■ Task requirements: Select every line of the records that contains the string "clicks", and copy each such line.

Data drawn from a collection
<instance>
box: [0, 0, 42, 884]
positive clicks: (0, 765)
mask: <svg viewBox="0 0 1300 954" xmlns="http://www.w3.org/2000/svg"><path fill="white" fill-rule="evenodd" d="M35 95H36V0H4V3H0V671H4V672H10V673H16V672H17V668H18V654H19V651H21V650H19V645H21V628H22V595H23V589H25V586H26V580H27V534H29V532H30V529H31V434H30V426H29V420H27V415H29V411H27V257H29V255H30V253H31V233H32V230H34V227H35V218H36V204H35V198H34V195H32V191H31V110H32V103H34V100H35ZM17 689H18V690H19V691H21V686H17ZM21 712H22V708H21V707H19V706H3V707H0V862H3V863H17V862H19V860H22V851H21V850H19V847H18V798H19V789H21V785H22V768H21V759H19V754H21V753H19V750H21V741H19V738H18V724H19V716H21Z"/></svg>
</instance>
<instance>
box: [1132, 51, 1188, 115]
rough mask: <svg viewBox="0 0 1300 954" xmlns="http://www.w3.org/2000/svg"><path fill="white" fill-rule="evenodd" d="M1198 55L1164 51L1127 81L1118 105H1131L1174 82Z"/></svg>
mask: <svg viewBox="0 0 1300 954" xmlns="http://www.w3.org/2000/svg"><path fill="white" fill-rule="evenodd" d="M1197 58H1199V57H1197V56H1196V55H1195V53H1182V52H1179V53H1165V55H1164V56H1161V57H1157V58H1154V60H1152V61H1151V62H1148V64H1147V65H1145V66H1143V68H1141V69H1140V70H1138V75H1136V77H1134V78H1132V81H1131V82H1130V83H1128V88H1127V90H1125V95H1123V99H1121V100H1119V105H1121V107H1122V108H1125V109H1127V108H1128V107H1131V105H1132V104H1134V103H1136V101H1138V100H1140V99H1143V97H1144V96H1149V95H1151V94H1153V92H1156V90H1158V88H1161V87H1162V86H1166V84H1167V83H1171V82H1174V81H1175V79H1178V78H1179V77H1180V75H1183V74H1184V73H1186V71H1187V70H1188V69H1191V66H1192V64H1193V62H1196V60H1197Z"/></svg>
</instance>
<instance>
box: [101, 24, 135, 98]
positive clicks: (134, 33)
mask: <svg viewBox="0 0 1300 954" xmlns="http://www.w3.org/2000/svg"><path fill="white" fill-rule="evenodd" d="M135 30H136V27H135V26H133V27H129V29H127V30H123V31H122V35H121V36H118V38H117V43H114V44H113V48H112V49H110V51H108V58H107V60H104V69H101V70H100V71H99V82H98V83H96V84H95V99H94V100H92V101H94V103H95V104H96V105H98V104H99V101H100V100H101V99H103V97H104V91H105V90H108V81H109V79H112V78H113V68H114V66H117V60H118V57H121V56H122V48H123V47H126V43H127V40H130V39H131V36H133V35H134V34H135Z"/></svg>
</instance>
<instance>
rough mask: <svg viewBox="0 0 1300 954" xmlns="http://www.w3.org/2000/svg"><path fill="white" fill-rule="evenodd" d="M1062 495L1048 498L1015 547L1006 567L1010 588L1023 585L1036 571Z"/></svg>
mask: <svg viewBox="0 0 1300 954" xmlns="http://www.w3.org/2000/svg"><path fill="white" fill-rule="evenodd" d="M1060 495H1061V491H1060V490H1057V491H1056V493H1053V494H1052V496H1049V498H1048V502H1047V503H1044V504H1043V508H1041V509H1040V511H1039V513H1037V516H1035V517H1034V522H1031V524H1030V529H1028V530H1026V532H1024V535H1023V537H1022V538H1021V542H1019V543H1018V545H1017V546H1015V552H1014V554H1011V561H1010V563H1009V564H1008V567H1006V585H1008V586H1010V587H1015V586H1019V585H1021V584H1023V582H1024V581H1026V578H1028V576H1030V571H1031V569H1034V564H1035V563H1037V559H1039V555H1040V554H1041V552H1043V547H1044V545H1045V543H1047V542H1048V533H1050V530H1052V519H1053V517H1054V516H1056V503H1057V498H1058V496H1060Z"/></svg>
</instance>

■ Task result:
positive clicks: (0, 765)
positive clicks: (134, 33)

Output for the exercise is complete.